--- DATA RECORDS ---

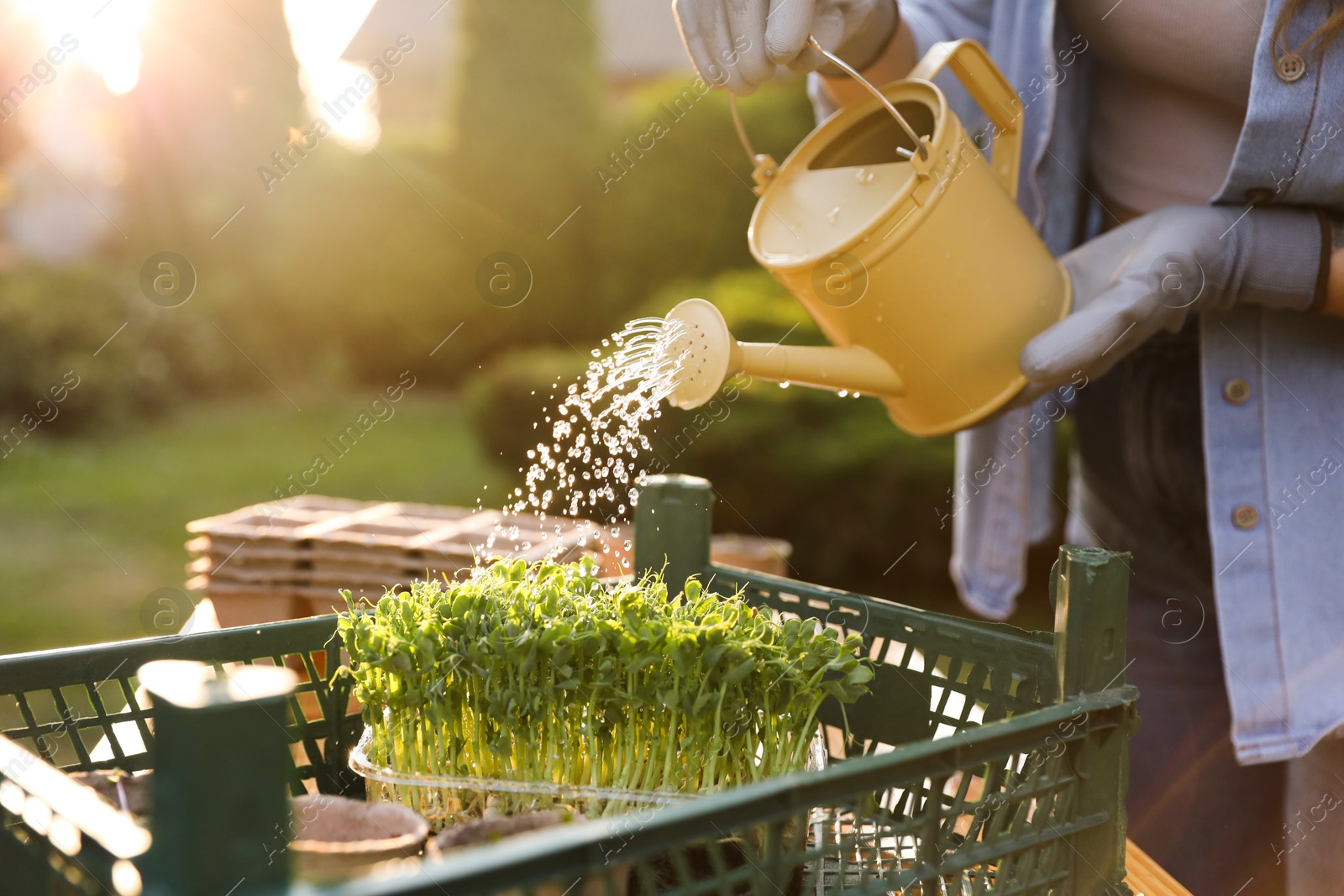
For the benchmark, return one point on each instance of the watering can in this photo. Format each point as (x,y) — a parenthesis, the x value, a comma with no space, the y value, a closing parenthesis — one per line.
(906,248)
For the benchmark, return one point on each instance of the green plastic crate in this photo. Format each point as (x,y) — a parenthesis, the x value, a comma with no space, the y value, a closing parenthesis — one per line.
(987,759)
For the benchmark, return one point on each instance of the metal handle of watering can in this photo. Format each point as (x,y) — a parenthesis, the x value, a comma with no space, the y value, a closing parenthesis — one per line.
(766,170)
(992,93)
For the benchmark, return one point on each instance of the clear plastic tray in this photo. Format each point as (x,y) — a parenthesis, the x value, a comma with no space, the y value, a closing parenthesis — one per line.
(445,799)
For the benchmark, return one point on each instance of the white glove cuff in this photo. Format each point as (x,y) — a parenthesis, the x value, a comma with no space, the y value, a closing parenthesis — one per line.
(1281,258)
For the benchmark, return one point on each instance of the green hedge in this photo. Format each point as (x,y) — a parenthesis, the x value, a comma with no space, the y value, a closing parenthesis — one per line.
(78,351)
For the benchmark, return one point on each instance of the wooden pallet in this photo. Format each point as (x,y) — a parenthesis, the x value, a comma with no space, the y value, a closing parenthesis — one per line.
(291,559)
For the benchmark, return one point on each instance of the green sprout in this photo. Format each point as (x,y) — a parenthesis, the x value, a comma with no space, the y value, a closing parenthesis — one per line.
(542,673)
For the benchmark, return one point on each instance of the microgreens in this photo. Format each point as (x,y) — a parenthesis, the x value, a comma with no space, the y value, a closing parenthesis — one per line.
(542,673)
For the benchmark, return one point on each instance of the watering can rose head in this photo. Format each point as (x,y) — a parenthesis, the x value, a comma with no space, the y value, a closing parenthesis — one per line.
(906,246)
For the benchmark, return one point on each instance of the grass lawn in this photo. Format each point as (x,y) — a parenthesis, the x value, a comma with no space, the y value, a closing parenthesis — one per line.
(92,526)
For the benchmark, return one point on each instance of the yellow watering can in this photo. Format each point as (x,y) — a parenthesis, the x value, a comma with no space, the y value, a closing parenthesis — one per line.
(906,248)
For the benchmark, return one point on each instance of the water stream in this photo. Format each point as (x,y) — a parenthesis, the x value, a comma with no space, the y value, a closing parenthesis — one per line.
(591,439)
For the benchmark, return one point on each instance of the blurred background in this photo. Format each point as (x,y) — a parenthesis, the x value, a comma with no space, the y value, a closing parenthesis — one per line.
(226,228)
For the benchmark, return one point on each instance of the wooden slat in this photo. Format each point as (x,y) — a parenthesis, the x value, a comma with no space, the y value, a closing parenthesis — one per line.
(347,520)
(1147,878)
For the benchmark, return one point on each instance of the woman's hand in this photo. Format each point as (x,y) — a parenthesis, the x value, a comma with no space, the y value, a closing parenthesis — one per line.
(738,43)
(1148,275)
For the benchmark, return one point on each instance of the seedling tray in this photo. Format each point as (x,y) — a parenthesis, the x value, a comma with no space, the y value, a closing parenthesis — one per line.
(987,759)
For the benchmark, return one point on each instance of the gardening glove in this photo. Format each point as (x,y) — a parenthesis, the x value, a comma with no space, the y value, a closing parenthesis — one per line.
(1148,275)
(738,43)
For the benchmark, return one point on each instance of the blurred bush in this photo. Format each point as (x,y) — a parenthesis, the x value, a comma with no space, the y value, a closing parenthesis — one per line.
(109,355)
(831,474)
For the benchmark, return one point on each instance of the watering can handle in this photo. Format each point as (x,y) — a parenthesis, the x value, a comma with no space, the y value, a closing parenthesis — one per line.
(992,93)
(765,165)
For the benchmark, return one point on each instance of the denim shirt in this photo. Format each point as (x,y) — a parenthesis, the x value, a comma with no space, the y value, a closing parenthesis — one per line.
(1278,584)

---
--- DATA RECORDS ---

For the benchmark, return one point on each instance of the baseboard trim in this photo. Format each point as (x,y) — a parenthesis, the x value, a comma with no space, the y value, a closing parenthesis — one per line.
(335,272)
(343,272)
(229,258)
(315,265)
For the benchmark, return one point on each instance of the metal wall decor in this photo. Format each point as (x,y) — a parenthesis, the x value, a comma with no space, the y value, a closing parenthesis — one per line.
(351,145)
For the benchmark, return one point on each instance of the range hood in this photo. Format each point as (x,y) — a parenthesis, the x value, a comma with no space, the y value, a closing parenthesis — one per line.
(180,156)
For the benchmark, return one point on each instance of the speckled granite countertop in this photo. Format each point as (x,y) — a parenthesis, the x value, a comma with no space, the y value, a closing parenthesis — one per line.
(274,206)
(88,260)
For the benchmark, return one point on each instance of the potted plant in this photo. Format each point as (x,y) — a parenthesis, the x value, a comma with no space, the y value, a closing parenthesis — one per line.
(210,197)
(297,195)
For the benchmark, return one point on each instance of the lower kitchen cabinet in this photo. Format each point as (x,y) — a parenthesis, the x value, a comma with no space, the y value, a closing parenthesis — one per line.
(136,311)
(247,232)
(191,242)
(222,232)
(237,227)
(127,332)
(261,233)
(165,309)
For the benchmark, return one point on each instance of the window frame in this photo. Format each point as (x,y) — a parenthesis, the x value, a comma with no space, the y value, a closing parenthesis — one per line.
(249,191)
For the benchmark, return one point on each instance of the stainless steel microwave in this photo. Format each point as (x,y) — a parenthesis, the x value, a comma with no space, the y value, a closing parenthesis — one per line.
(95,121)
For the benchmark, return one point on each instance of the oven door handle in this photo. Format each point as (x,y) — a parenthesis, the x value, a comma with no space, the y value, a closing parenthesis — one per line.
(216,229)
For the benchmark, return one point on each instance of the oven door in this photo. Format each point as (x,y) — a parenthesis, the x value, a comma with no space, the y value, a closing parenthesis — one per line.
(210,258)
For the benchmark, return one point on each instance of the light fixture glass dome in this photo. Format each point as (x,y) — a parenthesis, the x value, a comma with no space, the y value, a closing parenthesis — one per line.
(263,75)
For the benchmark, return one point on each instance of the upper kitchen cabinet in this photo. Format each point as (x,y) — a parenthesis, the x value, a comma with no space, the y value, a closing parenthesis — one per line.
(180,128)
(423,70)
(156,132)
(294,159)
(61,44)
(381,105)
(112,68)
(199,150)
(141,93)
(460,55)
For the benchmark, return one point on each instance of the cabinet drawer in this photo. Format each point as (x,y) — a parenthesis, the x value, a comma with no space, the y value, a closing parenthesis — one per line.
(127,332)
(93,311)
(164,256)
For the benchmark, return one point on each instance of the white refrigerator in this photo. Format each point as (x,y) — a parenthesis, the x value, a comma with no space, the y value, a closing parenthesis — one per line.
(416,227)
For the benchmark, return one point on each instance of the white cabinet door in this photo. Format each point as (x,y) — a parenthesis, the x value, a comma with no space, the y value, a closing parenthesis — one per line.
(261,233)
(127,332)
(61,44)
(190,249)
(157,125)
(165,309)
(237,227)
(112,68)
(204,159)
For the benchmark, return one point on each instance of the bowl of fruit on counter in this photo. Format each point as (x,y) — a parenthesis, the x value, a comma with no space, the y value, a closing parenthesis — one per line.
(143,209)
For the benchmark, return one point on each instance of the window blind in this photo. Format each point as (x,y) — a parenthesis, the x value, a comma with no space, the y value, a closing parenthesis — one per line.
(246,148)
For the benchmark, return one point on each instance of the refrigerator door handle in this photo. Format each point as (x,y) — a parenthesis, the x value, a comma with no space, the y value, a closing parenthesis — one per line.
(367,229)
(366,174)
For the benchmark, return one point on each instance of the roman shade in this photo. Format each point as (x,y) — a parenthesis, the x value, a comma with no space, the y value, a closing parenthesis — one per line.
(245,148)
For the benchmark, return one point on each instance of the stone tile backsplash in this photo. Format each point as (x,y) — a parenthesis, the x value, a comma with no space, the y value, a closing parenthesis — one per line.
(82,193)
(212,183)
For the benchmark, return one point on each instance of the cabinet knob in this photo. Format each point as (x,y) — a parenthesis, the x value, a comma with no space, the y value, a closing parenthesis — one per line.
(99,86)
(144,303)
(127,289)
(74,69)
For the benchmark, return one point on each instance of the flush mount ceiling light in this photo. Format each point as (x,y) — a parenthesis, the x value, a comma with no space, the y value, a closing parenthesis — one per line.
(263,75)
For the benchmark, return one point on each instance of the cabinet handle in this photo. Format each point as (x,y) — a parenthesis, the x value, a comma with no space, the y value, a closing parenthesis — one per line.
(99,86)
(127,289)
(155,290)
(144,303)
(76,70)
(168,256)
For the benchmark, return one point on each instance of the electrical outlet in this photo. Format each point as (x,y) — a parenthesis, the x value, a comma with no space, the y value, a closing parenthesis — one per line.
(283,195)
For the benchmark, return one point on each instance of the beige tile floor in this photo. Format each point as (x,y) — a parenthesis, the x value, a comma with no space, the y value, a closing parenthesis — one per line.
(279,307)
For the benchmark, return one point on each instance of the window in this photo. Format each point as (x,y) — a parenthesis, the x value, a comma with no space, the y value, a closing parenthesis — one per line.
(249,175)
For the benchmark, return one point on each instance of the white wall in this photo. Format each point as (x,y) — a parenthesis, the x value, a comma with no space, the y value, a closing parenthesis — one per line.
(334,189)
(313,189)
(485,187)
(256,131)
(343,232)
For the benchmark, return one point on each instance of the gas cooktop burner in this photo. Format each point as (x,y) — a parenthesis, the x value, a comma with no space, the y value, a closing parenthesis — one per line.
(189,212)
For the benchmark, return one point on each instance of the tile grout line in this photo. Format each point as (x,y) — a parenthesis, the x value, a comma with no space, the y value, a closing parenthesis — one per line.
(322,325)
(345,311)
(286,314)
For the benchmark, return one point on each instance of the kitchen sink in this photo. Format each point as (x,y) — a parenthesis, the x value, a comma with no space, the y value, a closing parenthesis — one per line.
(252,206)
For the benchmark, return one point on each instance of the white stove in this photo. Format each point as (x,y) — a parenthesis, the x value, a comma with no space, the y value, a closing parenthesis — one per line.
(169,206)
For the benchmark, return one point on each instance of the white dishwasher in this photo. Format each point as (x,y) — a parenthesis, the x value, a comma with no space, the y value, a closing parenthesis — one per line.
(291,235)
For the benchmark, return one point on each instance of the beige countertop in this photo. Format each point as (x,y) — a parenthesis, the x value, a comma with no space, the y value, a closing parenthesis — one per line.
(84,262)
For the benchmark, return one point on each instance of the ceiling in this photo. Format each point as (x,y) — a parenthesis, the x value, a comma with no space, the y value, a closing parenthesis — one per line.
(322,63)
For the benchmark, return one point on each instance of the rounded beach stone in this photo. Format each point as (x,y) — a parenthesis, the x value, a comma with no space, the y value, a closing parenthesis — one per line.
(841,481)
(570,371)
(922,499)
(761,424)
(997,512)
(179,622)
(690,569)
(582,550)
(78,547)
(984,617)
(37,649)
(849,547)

---

◆ THE EXERCISE
Please gather every line above that contains the string "wall". Case counts.

◆ SOLUTION TO THIS PROBLEM
For the benchmark, return one point on each instance of the metal wall decor in this photo. Format each point as (x,y) — a parenthesis, the x value, a comma with no space, the y value, a closing parenthesis — one per line.
For the benchmark, return one point on each instance of the white wall in this photo. Format each point as (x,y) — a parenthesis, the x value, a comma with no space, the y value, a closing parenthesis — one per line.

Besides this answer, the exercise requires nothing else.